Please continue the blog post below about a best friend's lifelong passion for film, picking up right after its last sentence.

GIVEN PASSAGE:
+===+

Wednesday, May 21, 2008

The Meaning of (Marine) Life


I've always admired my best friend, Boring Best. The reason is because ever since we were kids he loved film and photography. While all kids have things they are interested in, he remained passionate about this whole medium of visual storytelling. He took classes in TV production in high school, photography and film at our local college, and attended the prestigious Tisch film school at New York University. Today, he works in this industry. He's added other skills, particularly writing, to his resume, but he continues to work in the area of telling stories with language and film. While much of what he has to do would be considered "industrial" work, he strives to bring something dramatic to the projects he's involved with.

The reason I admire that is because I've never had that one driving passion in my life. I've dabbled in a lot of different things. To a certain extent, I like that I've been a dilettante because I feel it's made me pretty well-rounded. I know a little bit about a lot of things.

+===+

RECORDS SUPPLIED:
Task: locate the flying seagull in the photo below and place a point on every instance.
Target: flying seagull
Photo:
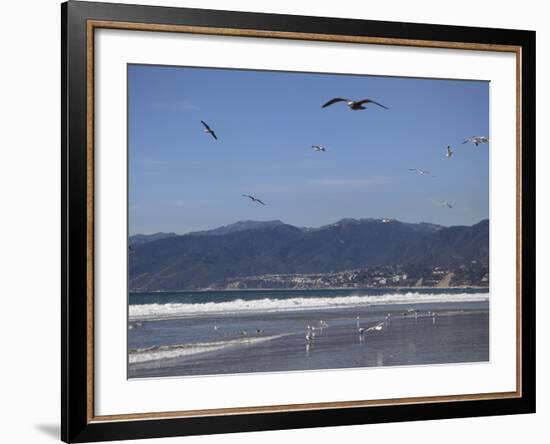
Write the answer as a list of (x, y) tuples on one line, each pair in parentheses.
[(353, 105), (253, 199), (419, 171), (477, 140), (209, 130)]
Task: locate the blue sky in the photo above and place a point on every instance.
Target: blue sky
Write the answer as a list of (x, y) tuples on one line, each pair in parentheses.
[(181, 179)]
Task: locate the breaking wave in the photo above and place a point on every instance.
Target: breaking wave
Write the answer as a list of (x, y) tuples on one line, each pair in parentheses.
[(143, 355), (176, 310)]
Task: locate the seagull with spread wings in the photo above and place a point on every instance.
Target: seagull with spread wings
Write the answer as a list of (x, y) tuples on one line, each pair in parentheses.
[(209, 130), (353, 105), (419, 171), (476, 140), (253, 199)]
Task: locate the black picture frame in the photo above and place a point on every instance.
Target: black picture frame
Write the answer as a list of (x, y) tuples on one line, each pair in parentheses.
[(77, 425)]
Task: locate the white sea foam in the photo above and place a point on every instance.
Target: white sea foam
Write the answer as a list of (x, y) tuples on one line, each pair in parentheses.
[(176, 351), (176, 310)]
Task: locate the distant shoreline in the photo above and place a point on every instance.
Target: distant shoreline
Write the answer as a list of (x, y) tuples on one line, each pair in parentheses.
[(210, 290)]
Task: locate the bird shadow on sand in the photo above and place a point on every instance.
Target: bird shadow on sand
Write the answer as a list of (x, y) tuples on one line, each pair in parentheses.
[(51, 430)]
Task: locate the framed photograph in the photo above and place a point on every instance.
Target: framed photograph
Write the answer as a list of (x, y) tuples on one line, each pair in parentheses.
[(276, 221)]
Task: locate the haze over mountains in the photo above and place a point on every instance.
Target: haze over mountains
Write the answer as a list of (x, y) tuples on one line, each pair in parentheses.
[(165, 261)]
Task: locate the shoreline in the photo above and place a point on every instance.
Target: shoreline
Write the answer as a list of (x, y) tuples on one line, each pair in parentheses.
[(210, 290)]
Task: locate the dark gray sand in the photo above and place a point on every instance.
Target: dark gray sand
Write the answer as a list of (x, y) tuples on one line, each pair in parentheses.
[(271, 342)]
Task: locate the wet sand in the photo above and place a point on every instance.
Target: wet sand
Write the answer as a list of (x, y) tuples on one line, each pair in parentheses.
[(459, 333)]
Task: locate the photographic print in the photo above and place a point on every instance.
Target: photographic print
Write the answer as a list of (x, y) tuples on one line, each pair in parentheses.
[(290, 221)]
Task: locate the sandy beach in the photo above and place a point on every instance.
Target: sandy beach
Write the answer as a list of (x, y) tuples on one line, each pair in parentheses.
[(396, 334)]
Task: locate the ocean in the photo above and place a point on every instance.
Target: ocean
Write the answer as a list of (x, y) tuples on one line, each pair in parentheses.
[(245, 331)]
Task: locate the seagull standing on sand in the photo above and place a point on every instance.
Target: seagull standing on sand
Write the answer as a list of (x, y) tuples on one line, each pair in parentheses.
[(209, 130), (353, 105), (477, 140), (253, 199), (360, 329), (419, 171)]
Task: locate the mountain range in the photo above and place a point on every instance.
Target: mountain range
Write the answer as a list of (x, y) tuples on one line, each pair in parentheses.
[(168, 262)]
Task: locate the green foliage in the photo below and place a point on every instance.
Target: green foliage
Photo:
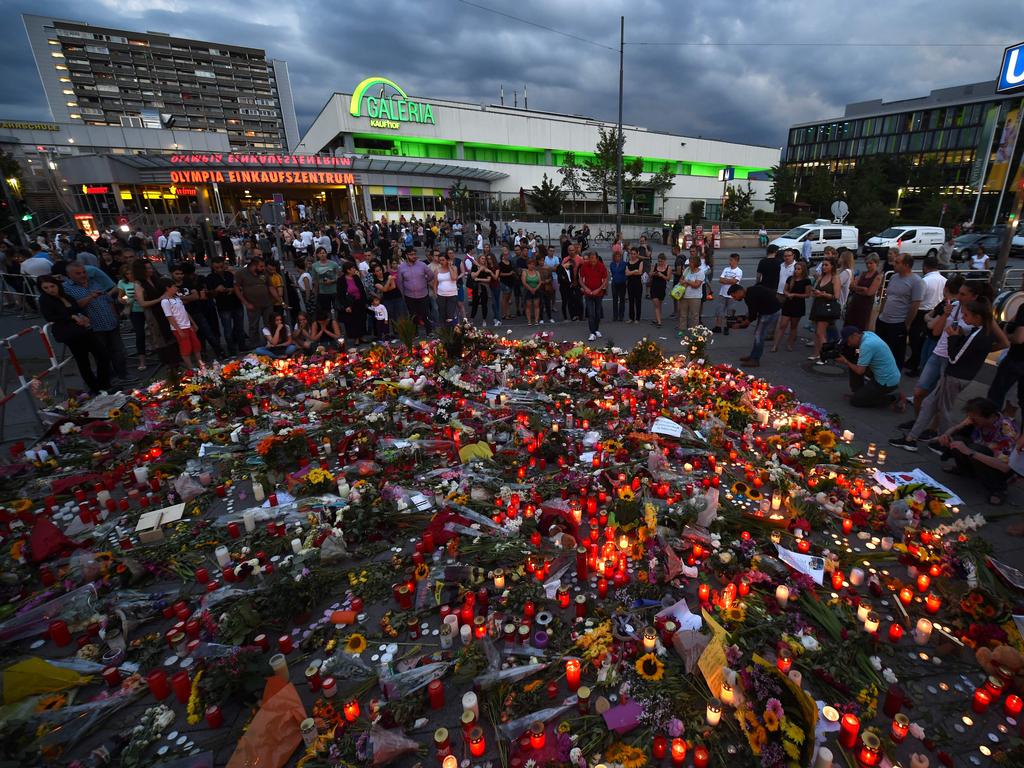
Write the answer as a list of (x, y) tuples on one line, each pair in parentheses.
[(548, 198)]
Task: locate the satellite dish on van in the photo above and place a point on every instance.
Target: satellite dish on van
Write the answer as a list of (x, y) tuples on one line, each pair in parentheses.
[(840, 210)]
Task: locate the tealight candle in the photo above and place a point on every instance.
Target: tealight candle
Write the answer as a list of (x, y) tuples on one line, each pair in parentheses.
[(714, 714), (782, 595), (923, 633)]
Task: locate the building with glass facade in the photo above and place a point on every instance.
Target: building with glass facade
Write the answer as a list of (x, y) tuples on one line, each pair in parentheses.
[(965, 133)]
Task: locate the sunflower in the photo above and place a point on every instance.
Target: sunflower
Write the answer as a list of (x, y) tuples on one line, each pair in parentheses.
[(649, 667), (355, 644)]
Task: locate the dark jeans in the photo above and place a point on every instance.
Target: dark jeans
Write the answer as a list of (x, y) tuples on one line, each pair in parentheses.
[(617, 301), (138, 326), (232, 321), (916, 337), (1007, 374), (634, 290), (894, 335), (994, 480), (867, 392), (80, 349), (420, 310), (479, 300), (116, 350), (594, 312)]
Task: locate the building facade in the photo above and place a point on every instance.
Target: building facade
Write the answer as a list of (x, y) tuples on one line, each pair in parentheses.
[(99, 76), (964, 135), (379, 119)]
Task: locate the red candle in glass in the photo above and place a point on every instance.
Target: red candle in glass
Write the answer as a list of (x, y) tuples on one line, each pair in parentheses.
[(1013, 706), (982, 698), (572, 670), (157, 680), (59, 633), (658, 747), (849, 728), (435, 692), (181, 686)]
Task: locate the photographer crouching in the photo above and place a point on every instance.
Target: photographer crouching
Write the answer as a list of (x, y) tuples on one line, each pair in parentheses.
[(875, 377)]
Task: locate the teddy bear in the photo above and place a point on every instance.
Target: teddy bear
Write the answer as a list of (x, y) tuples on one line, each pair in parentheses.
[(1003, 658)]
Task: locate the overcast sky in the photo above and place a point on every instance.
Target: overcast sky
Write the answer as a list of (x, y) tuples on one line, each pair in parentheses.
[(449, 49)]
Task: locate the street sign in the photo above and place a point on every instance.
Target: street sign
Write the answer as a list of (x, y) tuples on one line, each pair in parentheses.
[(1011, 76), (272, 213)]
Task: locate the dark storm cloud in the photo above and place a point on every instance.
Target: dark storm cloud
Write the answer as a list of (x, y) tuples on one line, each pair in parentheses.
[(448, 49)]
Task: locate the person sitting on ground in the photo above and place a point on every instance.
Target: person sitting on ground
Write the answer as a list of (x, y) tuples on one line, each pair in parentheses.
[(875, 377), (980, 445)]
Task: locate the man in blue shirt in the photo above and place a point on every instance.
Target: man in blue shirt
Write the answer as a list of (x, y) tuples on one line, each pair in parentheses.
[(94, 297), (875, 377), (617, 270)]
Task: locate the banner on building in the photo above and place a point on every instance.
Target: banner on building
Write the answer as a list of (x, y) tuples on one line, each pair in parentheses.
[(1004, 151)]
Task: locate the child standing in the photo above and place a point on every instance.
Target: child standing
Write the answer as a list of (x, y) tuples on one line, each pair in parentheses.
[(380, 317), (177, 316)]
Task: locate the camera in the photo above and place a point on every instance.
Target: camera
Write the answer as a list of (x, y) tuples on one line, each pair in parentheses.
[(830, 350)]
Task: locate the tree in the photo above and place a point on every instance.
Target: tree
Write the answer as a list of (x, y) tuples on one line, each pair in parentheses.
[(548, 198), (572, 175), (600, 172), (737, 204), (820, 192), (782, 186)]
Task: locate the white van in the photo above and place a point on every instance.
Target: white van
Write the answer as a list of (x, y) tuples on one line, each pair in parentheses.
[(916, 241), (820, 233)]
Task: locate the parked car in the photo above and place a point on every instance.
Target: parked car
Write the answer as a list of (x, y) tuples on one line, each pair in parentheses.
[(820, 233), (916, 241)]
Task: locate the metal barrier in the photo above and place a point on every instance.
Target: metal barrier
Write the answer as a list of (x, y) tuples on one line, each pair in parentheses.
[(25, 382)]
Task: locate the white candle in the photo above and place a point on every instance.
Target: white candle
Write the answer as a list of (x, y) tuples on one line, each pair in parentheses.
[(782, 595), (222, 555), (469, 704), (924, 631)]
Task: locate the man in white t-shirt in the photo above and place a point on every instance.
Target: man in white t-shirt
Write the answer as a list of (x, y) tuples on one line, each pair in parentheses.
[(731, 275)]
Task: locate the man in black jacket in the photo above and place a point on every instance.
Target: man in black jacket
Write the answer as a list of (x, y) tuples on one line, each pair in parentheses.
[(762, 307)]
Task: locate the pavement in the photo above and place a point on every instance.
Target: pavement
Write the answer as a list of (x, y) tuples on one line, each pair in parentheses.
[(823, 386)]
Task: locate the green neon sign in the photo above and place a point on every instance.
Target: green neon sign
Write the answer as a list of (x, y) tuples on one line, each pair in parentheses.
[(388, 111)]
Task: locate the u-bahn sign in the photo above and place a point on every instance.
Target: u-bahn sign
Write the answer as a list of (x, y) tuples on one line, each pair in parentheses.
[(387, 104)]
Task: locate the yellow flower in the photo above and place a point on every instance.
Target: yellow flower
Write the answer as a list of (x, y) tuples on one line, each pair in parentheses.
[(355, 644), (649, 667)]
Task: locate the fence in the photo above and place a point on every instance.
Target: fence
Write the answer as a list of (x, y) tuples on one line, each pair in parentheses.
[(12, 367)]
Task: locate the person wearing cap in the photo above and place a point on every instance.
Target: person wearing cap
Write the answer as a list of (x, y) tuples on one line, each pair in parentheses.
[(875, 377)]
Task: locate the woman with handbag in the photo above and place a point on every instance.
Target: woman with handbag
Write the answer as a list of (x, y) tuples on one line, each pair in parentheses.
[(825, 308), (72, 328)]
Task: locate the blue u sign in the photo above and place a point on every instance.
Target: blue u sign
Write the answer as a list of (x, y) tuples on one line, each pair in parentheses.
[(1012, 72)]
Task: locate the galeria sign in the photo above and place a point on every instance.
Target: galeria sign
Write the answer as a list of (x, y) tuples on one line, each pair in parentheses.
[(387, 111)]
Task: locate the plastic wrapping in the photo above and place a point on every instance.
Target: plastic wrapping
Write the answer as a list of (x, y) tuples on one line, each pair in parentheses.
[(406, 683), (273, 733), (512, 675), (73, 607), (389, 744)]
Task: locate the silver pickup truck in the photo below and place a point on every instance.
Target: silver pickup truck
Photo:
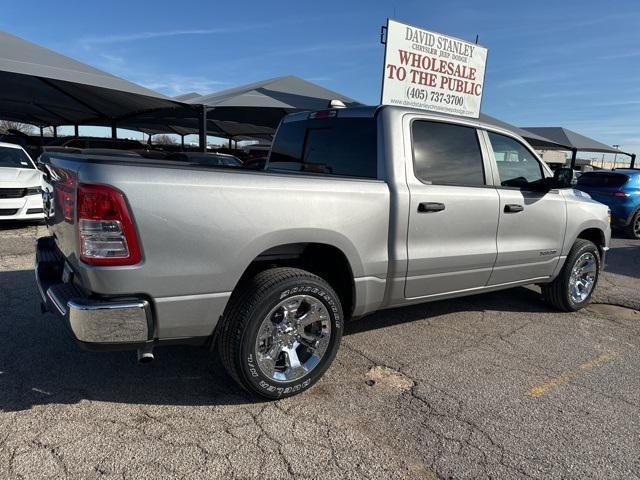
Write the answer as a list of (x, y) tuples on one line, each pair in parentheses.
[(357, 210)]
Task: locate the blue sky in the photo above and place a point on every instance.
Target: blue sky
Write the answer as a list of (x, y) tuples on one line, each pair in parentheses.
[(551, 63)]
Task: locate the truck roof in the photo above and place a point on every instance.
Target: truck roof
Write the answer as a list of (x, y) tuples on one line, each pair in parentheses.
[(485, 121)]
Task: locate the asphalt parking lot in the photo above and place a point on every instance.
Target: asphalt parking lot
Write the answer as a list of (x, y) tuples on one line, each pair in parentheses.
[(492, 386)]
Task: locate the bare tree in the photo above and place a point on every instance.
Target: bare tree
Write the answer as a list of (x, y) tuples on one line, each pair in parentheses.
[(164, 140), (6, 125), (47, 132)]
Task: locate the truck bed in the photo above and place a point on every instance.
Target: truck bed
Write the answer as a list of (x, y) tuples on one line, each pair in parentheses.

+===+

ANSWER TO THE EXERCISE:
Recently, however, I've been increasingly uneasy. The things I've most enjoyed doing in life have been various hobbies I've jumped in and out of over my life. Unfortunately, I've never really been that passionate about the things I've had to do for the majority of my waking hours, namely, my careers. I suppose you could argue that being a psychologist can be an important profession that makes a difference. While I enjoyed working with many of my clients, I don't know that I ever felt a real passion for the work. Some of my colleagues just loved being psychologists. I think some just liked being called "Doctor" but some really loved the whole idea of the job. I think I cared and I tried to help the people I saw but I never really got a lot of personal satisfaction out of it.

When I started my own company, I liked the entrepreneurial aspect of it. It was challenging to go into something with no customers, no money, and no security and try to build it. I was proud of what we accomplished but I still really didn't care all that much for the work. Now I work at one of the largest lawfirms in the country. It's a comfortable job that pays well and I like the people I work with. But again, I still find the work to a large extent, meaningless. I suppose this is an affliction of middle age but I really feel that as a reasonably bright person I should be putting whatever meager talents I have toward something more useful and more satisfying.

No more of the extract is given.